> _TASK DIRECTIONS_:
Repeat each entry exactly; omit all pictures.

[[ RAW DATA, beginning ]]

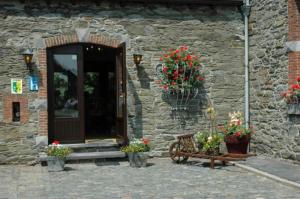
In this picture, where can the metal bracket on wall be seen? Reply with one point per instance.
(246, 10)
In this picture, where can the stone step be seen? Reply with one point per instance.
(89, 155)
(93, 147)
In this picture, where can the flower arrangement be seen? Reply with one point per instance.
(234, 128)
(57, 150)
(180, 70)
(213, 143)
(292, 95)
(137, 145)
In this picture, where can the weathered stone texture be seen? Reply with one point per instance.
(276, 133)
(212, 32)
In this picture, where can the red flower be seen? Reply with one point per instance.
(295, 86)
(146, 141)
(175, 73)
(199, 78)
(165, 69)
(238, 134)
(165, 87)
(189, 57)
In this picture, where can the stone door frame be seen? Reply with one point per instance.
(76, 38)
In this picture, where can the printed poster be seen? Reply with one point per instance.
(16, 86)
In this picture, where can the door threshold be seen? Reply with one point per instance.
(100, 140)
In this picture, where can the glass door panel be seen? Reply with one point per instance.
(65, 86)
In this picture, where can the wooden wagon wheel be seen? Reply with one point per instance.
(174, 148)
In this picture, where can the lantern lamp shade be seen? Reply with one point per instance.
(137, 58)
(27, 54)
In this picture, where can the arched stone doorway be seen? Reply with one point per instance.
(85, 87)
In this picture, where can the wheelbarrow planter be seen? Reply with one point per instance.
(184, 148)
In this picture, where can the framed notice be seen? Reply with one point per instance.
(16, 86)
(33, 83)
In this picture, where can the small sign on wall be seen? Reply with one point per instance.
(33, 83)
(16, 86)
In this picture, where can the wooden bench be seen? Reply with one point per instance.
(185, 147)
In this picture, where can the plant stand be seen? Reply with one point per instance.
(55, 164)
(138, 159)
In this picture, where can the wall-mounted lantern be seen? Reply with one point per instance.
(27, 55)
(137, 58)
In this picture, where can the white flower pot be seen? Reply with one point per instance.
(138, 159)
(55, 163)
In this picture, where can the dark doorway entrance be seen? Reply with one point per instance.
(86, 93)
(100, 91)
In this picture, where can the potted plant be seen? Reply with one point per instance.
(201, 139)
(180, 71)
(292, 98)
(212, 145)
(136, 151)
(56, 156)
(236, 136)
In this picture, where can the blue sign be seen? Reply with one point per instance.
(33, 83)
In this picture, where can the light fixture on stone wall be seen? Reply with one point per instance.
(27, 55)
(137, 58)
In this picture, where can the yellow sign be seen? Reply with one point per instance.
(16, 86)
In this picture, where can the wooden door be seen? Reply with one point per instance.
(121, 92)
(65, 94)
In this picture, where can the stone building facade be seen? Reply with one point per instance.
(213, 31)
(274, 65)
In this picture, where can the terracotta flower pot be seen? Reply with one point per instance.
(237, 145)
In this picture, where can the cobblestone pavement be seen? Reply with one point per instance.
(162, 180)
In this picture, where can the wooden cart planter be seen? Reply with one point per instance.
(184, 148)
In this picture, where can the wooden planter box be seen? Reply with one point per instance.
(138, 159)
(294, 109)
(55, 164)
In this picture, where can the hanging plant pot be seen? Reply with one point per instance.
(293, 109)
(237, 145)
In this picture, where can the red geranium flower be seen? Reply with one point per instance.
(295, 86)
(146, 141)
(165, 69)
(238, 134)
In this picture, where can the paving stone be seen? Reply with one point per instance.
(161, 179)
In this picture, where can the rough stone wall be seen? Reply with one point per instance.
(276, 132)
(214, 32)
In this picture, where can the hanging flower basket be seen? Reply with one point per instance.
(294, 109)
(180, 71)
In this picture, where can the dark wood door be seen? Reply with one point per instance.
(121, 92)
(65, 94)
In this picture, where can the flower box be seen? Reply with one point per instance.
(293, 109)
(55, 163)
(138, 159)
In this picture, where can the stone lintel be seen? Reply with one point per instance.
(293, 46)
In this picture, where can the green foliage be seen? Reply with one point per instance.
(58, 151)
(201, 137)
(136, 146)
(213, 142)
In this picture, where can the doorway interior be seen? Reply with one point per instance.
(99, 67)
(86, 93)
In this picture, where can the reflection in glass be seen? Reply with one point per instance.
(65, 86)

[[ RAW DATA, end ]]

> _WRITTEN ANSWER_:
In this picture, where can the metal bracket on wall be seen? Reply with one point per instance.
(246, 10)
In this picture, where can the stone step be seen? Reply with one point per instance.
(89, 155)
(93, 147)
In this picture, where can the flower arrangement be seen? Reply with one point per instance.
(234, 128)
(57, 150)
(180, 70)
(213, 143)
(292, 95)
(137, 145)
In this picture, where can the weathered stone texture be seen? Reply with one point per instance.
(276, 133)
(212, 32)
In this picture, where can the red flower be seen? Reply with one point per instance.
(295, 86)
(146, 141)
(175, 73)
(199, 78)
(165, 69)
(238, 134)
(165, 87)
(189, 57)
In this picture, where can the stone door frame be seen? Reply with one point per instance.
(76, 38)
In this picture, where can the printed poster be seen? Reply with one point per instance.
(16, 86)
In this picture, where can the door threshold be seen? Reply with one point per instance.
(100, 140)
In this picture, where can the glass door panel be seen? Reply with one point per instance.
(65, 86)
In this picture, where can the wooden wagon wheel be seen? Reply with one point per instance.
(174, 148)
In this picture, where can the lantern lamp shade be seen? Reply with one point per instance.
(137, 58)
(27, 54)
In this picture, where can the arched stone doorway be seen? Reply with one point per instance.
(85, 87)
In this picture, where can the wheelbarrow planter be seen? Reply with one point per instance.
(184, 148)
In this picture, where can the framed notice be seen? Reply with one point per instance.
(16, 86)
(33, 83)
In this picture, where can the small sign on wall be seen? Reply with one point per instance.
(33, 83)
(16, 86)
In this picture, where can the wooden bench be seen? Reply with one point per instance.
(185, 147)
In this picture, where can the plant stand be seen? Reply with one point per instance.
(55, 164)
(138, 159)
In this picture, where can the wall-mounted lantern be seen? Reply with one point per instance.
(27, 55)
(137, 58)
In this picture, where can the white flower pot be seen? Reply with one point per instance.
(138, 159)
(55, 163)
In this picture, where can the dark doorway entrance be seen? Reply with one point per instance.
(86, 93)
(100, 91)
In this picture, where can the potted plant be seen? Reply with one point per instance.
(201, 139)
(180, 71)
(292, 98)
(212, 145)
(136, 151)
(56, 156)
(236, 136)
In this picture, where can the blue sign be seen? Reply with one point per instance.
(33, 83)
In this picture, where can the light fixture on stone wall be seen? Reply with one point per instance.
(27, 55)
(137, 58)
In this picture, where can the yellow sign be seen? Reply with one point per instance.
(16, 86)
In this picture, where can the wooden door be seen? Reply with one point per instance.
(121, 92)
(65, 94)
In this picture, where can the stone building facade be seen? Reply with one point per instance.
(213, 31)
(274, 65)
In this picture, where can the terracotta flower pot be seen? Reply with one point per instance.
(237, 145)
In this picture, where can the cobblestone pavement be seen? Reply with one point per instance.
(162, 180)
In this picture, where can the wooden cart planter be seen? Reply with one point per instance.
(184, 148)
In this picture, where can the wooden planter box be seen? Reply with one point per instance.
(138, 159)
(294, 109)
(55, 164)
In this picture, where can the hanging plant pot be seen? Reply with one point per instance.
(293, 109)
(237, 145)
In this picture, where can the red geranium flower be seen? Reply with one point per instance.
(295, 86)
(146, 141)
(165, 69)
(238, 134)
In this picture, where can the paving stone be seen? Reply with one point per instance.
(161, 179)
In this picture, where can the rough stone wall be seen? Reply with one point per instance.
(276, 132)
(214, 32)
In this picture, where can the hanging flower basket be seen? Reply with one point per instance.
(294, 109)
(180, 71)
In this picture, where can the dark wood door be seen? Reply with one point per instance.
(121, 92)
(65, 94)
In this picture, where can the flower box be seen? Reply with one point per instance.
(293, 109)
(55, 163)
(138, 159)
In this picture, where can the stone lintel be seen? Reply with one point per instance.
(293, 46)
In this picture, where can the green foliage be seen? Reply with one point per instance.
(58, 151)
(201, 137)
(136, 146)
(213, 142)
In this picture, where can the doorway interior be seen? Reply with one point per instance.
(99, 67)
(86, 93)
In this picture, where can the reflection in glass be seen? Reply with one point per instance.
(65, 86)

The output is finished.